-- GOAL --
Output the material from the line containing "of the canal" down to the line containing "[[562, 389], [15, 215], [136, 269], [252, 298], [341, 346]]", both included, as a two-column CSV with the header request,answer. Give one row per request, and put its text and its answer each in a single quoted field, with line breaks replaced by spaces.

-- GIVEN RECORDS --
****************
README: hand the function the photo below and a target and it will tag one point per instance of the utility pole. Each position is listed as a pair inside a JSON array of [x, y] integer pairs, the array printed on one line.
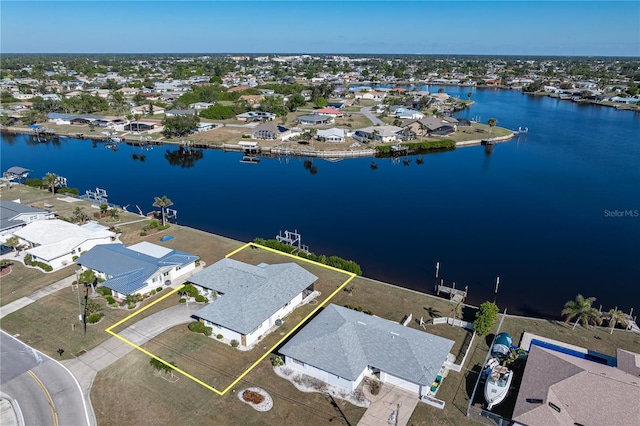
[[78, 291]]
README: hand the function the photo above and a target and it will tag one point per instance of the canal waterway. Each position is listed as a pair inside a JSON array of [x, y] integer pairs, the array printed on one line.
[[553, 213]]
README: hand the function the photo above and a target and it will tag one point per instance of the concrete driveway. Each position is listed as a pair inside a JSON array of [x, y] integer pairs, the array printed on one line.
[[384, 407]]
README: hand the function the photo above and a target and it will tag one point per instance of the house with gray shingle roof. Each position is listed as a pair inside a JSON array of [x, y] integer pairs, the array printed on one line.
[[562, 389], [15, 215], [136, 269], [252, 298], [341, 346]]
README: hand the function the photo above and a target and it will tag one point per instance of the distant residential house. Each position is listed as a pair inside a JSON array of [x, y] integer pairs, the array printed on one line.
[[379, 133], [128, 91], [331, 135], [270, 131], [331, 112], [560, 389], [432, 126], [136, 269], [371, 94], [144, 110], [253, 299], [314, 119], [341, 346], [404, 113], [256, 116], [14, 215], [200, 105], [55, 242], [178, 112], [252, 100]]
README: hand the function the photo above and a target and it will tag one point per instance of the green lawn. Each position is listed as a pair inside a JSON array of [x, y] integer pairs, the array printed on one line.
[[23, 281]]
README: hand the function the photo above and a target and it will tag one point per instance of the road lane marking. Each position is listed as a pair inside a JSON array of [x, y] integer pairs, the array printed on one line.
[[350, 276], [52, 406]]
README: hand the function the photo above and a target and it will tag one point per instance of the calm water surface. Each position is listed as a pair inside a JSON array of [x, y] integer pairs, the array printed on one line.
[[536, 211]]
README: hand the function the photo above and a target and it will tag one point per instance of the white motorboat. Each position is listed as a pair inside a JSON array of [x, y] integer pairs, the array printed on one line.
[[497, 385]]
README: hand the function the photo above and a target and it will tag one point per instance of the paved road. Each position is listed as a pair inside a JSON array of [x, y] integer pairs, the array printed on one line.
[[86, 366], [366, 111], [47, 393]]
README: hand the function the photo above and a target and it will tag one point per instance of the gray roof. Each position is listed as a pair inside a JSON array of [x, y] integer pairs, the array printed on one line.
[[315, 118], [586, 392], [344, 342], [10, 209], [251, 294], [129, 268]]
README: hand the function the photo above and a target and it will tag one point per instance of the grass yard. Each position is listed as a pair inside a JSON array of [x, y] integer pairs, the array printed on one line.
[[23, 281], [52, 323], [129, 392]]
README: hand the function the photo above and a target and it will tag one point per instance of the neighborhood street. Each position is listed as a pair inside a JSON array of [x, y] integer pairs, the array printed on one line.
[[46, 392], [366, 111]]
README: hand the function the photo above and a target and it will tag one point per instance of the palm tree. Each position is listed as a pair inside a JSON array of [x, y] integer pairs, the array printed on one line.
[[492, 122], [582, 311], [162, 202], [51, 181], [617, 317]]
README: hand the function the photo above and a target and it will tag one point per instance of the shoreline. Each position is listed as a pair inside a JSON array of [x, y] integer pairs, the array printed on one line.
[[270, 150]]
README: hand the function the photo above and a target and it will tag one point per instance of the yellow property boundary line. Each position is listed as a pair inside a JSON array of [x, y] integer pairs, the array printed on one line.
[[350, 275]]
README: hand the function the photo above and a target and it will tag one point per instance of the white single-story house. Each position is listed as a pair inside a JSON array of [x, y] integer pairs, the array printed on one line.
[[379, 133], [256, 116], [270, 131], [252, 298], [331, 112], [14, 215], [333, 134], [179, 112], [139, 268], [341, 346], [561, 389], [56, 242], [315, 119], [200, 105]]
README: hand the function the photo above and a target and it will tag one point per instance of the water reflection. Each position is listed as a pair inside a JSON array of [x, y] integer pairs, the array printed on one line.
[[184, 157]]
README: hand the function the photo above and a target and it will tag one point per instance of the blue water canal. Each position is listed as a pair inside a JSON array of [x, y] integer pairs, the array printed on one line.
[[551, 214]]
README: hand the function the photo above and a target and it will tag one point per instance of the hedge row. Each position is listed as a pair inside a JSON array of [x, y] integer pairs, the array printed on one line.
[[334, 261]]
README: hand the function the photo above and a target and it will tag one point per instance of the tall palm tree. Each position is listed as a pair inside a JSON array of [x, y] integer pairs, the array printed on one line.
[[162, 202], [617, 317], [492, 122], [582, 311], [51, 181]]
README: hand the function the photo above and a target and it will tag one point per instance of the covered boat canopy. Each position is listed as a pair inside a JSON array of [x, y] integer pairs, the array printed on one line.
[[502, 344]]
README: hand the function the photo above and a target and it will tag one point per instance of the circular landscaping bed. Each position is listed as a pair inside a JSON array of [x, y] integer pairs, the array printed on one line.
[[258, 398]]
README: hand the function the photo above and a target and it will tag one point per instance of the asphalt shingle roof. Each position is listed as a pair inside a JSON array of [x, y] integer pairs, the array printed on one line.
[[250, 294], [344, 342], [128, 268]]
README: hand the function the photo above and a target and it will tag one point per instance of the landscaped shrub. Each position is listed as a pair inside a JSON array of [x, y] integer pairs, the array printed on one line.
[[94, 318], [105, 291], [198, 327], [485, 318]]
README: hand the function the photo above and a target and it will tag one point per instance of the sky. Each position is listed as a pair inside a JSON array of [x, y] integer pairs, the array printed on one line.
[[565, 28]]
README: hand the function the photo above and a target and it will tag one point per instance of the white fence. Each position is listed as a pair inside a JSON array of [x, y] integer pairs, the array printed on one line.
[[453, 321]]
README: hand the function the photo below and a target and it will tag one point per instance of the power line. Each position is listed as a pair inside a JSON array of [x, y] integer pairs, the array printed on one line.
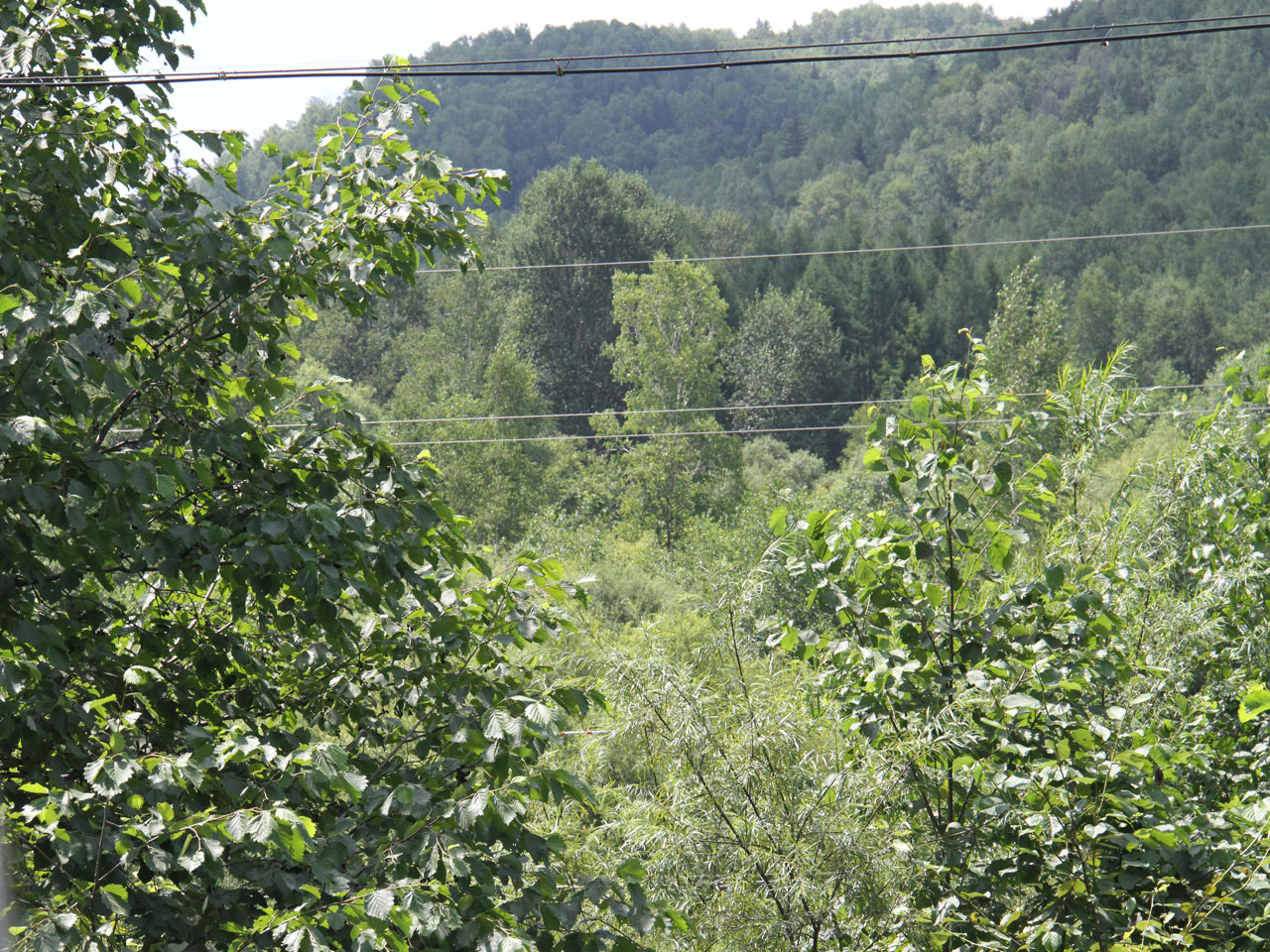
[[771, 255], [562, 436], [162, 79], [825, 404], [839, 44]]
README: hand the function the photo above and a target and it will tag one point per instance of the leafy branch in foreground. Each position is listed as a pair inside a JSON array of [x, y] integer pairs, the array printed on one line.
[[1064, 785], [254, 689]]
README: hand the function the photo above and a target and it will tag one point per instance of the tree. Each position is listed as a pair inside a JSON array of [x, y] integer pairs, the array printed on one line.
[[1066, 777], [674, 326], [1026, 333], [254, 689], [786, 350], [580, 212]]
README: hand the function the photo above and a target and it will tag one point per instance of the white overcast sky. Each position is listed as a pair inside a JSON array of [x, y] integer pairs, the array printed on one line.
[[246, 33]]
****************
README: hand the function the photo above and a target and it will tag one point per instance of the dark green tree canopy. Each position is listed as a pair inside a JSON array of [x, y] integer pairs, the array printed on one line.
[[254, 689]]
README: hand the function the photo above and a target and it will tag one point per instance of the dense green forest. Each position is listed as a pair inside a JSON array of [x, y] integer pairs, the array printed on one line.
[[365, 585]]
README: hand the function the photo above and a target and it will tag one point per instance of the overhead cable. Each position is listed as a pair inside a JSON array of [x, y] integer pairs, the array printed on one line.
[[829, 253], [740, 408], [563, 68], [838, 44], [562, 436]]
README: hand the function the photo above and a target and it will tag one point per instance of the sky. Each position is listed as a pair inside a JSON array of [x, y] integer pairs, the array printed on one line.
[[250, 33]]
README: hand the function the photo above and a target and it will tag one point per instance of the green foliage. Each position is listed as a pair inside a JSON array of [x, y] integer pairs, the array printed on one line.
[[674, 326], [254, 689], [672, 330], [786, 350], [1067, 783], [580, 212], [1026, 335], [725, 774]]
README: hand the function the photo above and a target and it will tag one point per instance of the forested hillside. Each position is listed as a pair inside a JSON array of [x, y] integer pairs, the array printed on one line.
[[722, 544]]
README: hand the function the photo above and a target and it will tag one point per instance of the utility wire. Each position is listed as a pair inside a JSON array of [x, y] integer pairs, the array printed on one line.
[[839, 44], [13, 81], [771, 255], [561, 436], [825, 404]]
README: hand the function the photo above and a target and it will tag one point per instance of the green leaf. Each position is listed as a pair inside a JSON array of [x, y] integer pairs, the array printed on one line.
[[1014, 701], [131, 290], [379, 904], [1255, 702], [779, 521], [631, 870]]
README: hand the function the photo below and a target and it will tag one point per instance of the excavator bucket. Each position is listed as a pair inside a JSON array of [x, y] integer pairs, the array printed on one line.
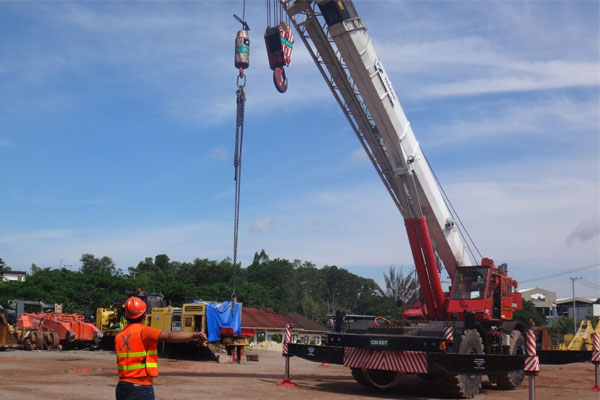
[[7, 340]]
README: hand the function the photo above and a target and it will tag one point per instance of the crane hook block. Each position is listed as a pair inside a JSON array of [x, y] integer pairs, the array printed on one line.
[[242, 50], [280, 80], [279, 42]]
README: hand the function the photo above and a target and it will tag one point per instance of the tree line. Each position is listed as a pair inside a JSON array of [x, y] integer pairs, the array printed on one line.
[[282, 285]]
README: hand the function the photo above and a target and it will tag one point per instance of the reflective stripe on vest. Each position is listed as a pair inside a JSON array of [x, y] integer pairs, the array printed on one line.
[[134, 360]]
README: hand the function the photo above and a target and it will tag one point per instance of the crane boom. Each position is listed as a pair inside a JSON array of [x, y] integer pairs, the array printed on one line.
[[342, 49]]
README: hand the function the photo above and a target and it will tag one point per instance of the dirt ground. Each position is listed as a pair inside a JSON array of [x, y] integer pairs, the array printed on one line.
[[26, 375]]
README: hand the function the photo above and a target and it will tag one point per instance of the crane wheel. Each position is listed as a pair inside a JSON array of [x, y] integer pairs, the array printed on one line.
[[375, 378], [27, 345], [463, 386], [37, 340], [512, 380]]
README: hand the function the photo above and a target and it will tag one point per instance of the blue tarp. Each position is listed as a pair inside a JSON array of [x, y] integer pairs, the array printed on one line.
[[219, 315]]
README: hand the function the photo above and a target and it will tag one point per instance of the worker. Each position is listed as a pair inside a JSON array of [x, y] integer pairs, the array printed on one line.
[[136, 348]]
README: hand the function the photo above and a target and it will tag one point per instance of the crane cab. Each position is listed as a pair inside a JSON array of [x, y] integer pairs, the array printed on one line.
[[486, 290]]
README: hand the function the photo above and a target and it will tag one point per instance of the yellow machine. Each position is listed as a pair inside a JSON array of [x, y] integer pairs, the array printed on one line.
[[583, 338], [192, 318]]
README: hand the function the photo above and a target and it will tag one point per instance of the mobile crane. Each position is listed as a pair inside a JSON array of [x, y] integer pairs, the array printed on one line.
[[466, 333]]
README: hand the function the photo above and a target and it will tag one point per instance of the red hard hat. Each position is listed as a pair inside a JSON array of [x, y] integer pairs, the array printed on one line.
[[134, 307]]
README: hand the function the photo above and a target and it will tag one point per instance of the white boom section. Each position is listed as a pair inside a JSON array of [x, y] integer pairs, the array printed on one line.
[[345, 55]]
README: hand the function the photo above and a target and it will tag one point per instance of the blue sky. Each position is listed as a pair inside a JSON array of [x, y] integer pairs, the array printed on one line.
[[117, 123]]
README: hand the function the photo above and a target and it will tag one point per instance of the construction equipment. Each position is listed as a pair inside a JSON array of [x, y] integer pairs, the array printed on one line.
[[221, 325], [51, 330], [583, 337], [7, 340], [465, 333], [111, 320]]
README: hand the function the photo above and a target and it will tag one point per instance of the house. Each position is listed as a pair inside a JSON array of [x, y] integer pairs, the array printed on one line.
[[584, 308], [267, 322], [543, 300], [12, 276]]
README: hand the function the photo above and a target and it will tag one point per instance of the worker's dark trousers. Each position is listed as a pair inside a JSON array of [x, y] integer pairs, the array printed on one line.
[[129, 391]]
****************
-- OUTPUT --
request,answer
"README: hand the function the photo above and a target and it will tag one point per instance of the canal waterway. Each position is listed as a pair inside a JSON array of [x, y] integer pairs, the array printed on one line.","[[553, 213]]"
"README: hand the function the photo above and a target and it will tag one point per instance of the concrete driveway. Each position is listed as a pair inside a JSON array of [x, y] integer pairs, the array printed on one line.","[[384, 407]]"
"README: hand the function the photo above and a target and it will tag one point per instance of the house with gray shingle roof. Each position is listed as a pair inside a JSON array of [x, y] integer pairs, the array printed on one line.","[[562, 389], [15, 215], [136, 269], [252, 298], [341, 346]]"